[指示 1]: 下のシェアについての文章と次の(a)〜(c)が合っているかどうかを、それぞれ「はい」か「いいえ」で答えてください。判断の決め手となる本文の言葉もそのまま引用してください。(a) 筆者は、軸足が「所有」から「使用」に移ってきていると感じている。(b) 筆者は、共有を、誰も何も所有しない概念だと考えている。(c) 文章では、ITによって貧富の格差が縮まったとされている。

[本文抜粋]:

☆ ☆ ☆ ☆ ☆

最近,カーシェアやシェアハウスなどのシェアリングエコノミーサービスが増えてきており,「時代は所有からシェアへ」というようなフレーズをよく目にするようになりました。その中で,ものを個人的に所有するのではなくみんなで共有する,というようなコンテキストがあるように思います。ところで,共有とはみんなで所有するということ,また共産とはみんなが生産したものを国家が所有するということであり,いずれも誰かが何かを所有している,という概念なのだと思います。

筆者はシェアという言葉に少し違った感覚を持っていて,それは何かというと,軸足が「所有」から「使用」に移ってきているのではないか,と感じているということなのです。もともと,原始生活においては(多分)自然は所有するのもではなくただそこに在るものであり,それをみんなで「使っていた」だけなんだと思います。ルソーの不平等起源説ではないですが,誰かが安定的生産(農耕)のために土地などを所有することを始め富が生まれるようになったのでしょう。そしてITによって貧富の格差がかつてないほど広がり,Fintechで財が単に通帳の上の数字でしかなくなりつつある(とまでいうと語弊がありますが)現代,もはや「富」に重みをもったモノとしての実感が沸かなくなってくるのではないでしょうか。

☆ ☆ ☆ ☆ ☆

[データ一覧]
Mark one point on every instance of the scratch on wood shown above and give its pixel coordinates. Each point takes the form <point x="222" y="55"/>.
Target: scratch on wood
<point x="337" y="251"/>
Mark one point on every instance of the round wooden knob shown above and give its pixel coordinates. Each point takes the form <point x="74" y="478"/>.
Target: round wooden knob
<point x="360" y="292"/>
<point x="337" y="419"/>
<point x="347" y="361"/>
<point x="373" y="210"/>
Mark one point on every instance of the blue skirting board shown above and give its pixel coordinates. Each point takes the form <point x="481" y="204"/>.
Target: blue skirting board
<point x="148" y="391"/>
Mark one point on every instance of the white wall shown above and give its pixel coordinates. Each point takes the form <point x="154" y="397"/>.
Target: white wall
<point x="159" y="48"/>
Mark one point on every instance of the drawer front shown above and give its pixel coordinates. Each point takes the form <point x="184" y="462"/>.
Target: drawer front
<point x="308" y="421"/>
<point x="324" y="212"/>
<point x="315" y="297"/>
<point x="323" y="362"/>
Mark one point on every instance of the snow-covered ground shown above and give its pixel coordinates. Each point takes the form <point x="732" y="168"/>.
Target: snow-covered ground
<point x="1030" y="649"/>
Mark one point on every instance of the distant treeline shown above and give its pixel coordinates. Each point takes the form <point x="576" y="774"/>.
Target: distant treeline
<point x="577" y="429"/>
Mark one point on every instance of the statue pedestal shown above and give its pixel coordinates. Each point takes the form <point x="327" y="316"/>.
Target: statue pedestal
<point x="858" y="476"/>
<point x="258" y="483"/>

☆ ☆ ☆ ☆ ☆

[指示 2]: 記録のうち「Mark one point on every instance of the statue」を含む行から記録の最後の行までを、両端の行も含めてそのまま抜き出してください。

[正解 1]:
(a) はい:「軸足が「所有」から「使用」に移ってきているのではないか,と感じている」
(b) いいえ:「いずれも誰かが何かを所有している,という概念なのだと思います」
(c) いいえ:「ITによって貧富の格差がかつてないほど広がり」

[正解 2]:
Mark one point on every instance of the statue pedestal shown above and give its pixel coordinates. Each point takes the form <point x="327" y="316"/>.
Target: statue pedestal
<point x="858" y="476"/>
<point x="258" y="483"/>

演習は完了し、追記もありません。